(Object pointing dataset rows)
-------------------------

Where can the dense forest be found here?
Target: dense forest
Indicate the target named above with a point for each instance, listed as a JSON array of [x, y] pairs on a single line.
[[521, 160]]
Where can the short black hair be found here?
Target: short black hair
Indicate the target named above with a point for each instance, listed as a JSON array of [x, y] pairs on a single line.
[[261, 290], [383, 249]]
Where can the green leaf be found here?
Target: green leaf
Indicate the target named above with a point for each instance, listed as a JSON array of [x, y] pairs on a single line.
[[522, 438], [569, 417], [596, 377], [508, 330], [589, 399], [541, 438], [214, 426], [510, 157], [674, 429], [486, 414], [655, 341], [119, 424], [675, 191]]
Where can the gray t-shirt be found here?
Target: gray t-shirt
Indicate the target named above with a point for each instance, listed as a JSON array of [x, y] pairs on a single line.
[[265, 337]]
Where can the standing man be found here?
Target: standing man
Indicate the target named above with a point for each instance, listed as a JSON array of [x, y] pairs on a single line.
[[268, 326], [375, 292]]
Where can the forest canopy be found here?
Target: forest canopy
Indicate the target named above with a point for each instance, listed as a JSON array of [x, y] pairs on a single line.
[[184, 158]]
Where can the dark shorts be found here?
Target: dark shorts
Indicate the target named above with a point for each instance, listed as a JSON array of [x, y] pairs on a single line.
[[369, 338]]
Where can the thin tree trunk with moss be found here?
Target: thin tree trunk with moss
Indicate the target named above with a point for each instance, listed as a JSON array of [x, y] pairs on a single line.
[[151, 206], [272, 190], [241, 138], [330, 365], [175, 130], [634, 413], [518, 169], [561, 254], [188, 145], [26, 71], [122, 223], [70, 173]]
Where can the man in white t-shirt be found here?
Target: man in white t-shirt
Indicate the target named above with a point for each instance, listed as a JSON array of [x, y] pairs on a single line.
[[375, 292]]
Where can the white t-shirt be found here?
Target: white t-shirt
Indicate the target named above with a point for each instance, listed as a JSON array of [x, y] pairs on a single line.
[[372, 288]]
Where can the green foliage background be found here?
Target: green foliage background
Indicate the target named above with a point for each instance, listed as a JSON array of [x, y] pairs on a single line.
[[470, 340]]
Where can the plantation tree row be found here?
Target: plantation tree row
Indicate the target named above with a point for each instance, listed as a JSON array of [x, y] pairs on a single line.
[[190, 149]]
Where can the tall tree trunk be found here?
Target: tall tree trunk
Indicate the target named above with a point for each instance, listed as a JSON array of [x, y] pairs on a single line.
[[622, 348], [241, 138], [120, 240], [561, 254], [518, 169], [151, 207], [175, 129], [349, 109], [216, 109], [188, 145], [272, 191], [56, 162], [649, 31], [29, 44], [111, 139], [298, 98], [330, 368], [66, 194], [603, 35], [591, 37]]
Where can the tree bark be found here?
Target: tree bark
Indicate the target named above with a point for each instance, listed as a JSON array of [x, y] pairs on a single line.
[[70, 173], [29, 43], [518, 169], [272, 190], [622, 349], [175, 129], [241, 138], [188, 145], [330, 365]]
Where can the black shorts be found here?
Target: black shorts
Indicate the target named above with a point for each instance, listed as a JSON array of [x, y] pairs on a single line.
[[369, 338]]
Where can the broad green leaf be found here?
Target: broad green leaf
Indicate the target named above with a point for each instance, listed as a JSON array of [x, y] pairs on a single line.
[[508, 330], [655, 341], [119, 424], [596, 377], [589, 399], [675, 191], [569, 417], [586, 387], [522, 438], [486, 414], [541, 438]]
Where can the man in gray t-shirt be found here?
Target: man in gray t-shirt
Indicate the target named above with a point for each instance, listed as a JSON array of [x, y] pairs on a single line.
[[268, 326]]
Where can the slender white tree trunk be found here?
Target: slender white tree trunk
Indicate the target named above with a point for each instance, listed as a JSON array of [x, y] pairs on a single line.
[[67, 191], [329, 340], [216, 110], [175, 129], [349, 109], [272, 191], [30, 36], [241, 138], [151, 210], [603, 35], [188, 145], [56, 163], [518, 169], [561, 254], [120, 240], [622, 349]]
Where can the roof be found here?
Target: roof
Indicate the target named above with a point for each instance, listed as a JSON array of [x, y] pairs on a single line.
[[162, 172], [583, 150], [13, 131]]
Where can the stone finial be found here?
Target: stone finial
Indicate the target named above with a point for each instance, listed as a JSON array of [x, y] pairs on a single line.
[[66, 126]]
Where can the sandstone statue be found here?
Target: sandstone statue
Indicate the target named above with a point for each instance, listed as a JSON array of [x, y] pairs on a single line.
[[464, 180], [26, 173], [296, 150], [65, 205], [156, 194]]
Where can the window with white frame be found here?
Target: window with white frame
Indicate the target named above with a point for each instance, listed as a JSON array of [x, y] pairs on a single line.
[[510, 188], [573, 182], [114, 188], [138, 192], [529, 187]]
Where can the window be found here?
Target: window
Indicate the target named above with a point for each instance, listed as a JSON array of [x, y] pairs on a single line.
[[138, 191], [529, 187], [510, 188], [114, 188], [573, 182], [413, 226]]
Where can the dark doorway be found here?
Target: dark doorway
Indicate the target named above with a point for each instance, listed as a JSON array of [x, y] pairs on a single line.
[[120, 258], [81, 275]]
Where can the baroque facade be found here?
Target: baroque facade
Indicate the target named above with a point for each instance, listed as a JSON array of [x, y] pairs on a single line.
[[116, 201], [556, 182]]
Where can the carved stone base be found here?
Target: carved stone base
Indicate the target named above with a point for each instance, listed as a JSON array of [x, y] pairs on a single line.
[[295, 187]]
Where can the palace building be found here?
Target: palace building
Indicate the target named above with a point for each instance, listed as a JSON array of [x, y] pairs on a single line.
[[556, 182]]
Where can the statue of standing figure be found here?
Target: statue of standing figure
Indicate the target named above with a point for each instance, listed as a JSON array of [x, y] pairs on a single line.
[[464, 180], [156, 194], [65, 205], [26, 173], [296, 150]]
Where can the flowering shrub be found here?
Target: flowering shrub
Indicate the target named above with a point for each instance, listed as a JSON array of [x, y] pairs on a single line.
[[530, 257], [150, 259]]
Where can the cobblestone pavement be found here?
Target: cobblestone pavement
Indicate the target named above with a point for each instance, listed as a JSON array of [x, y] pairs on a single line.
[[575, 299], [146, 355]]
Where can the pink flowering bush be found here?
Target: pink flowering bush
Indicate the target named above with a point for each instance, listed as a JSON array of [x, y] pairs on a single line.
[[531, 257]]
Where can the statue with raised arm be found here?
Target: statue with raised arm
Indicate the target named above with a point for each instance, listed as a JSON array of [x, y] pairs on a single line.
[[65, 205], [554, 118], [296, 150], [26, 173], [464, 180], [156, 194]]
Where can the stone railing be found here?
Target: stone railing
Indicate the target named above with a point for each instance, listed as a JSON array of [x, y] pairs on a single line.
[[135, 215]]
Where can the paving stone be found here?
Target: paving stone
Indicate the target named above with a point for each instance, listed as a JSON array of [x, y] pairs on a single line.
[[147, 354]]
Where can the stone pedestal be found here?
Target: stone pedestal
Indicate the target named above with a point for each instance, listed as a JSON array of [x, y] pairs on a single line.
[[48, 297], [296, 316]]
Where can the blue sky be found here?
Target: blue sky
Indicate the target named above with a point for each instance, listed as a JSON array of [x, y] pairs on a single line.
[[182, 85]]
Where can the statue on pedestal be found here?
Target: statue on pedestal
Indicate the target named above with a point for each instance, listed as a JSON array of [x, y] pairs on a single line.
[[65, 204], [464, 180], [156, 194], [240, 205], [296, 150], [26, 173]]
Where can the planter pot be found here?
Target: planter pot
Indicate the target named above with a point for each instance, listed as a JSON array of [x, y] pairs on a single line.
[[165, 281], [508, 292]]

-------------------------

## Stated goal
Rewrite everything from the line containing "Where can the statue with" down to the end of the listing, offsetting every x and y coordinate in the answer points by 19. Leave all other lines unchanged.

## Finished task
Where can the statue with raised arm be found here?
Target: statue with raised arm
Indicate the target named above with a point for each instance, listed as a JSON array of [x, y] pairs on a single line.
[[84, 224], [573, 137], [315, 169], [45, 192], [483, 199], [175, 213]]
Where can the stone railing be found here?
Target: stone railing
Indicate the target named above with a point for each instance, listed as a JSON array of [x, y] pairs on a single line.
[[154, 234]]
Where can the paving stone be found here?
Target: paving stone
Indicate the target named above with a point for each instance, listed as a JSON array of [x, y] pairs on a single line.
[[166, 373]]
Where can the stone pedestal be found here?
Target: stone pedestal
Indicate the target named above with a point for each instance, listed as a JSON array of [x, y] pairs on a single line.
[[67, 316], [315, 335]]
Where can the blue sky be found here?
Target: blue sky
Indicate the target named above with a point for each instance, listed as a JSON array of [x, y] pairs on a single line.
[[201, 104]]
Where can the statue on pedestal be found here?
Target: statue on pedestal
Indicate the target named above with a point for each instance, listed as a JSON array of [x, y] pairs on a single line.
[[84, 223], [483, 199], [175, 213], [259, 224], [315, 169], [45, 192]]
Where can the planter pot be found here?
Target: planter pot
Indicate the target named above with a point for each instance, listed as a JSON array of [x, y] pairs on a single line.
[[184, 300], [527, 311]]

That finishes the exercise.